JOB: Repeat exactly each line of the data provided below.

SUPPLIED INFORMATION:
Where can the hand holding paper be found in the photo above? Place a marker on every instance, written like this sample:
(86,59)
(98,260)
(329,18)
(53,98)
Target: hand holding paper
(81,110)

SOLUTION TO THIS EXERCISE:
Where can the hand holding paper be found in the photo above? Place a marker on every instance, written like this sample:
(86,59)
(98,260)
(329,18)
(53,98)
Target: hand holding paper
(81,110)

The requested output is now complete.